- [QUÉ SE PIDE]
Según el fragmento de origen, ¿cómo van y vienen los niños del colegio?

- [FRAGMENTO DE ORIGEN]
····················
Los niños van y vienen del colegio solos, con absoluta seguridad, a través de calles, parques y jardines pulcramente cuidados. El transporte público es ordenado, las motos lineales con el casco obligatorio, los mercados perfectamente dispuestos y muy bien surtidos. Hay algunos mendigos, sí, pero los grandes prejuicios sobre el África se desvanecen dramáticamente. Ni siquiera quedan rastros de las barricadas de los asesinos, esas donde había que identificarse para no morir. A los tutsis los ponían a un lado, no los mataban de inmediato. Los varones tendrían que ver primero cómo violaban a sus mujeres y mataban a tus hijos. Por eso del luto y la meditación participan poblaciones enteras.
····················
[Registros del conjunto de datos de señalamiento]
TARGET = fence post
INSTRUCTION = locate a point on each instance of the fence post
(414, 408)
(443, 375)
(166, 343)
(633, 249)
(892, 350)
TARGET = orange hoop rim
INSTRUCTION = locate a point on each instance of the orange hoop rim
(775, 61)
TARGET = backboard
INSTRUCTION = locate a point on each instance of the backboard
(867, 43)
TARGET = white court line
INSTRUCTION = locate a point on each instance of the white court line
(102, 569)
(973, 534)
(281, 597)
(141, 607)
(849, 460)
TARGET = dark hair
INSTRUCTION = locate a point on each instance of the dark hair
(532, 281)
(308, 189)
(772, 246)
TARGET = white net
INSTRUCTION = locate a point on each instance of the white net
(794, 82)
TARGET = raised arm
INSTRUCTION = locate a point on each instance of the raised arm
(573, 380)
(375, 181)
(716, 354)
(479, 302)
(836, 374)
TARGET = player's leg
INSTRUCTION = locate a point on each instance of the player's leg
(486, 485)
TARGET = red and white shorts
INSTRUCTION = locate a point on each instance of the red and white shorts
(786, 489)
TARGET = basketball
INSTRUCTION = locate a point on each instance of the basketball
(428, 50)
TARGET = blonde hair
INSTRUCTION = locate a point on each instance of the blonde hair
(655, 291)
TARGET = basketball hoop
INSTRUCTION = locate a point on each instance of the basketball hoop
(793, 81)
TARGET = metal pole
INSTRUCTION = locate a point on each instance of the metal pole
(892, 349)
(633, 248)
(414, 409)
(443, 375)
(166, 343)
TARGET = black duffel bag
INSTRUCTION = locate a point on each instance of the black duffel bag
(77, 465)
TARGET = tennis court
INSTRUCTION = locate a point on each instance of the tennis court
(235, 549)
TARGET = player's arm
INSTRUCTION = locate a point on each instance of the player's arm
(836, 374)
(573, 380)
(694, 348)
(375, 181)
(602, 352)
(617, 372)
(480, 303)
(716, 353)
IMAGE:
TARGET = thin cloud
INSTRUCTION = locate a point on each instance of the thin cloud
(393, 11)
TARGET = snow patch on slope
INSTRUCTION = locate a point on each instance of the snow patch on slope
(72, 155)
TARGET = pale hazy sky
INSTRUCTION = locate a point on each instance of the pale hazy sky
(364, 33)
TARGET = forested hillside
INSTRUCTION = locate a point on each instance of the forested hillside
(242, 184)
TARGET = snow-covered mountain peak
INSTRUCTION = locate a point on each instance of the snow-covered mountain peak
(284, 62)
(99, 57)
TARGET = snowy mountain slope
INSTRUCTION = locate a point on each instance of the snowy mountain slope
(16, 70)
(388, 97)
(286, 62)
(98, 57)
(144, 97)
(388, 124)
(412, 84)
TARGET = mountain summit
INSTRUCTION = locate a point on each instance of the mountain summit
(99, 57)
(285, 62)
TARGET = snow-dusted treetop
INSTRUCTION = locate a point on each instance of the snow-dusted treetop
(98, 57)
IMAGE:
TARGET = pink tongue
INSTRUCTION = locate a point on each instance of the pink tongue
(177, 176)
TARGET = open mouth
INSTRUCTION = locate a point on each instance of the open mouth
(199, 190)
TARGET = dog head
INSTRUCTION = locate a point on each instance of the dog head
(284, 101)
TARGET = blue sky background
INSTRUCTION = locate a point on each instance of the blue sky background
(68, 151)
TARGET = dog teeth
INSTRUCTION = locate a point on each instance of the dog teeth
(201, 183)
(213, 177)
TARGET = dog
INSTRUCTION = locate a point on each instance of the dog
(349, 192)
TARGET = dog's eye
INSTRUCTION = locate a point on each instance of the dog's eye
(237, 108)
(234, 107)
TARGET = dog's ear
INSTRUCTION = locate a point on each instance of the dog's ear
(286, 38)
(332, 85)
····················
- [RESPUESTA DEL EJERCICIO]
Van y vienen solos, con absoluta seguridad.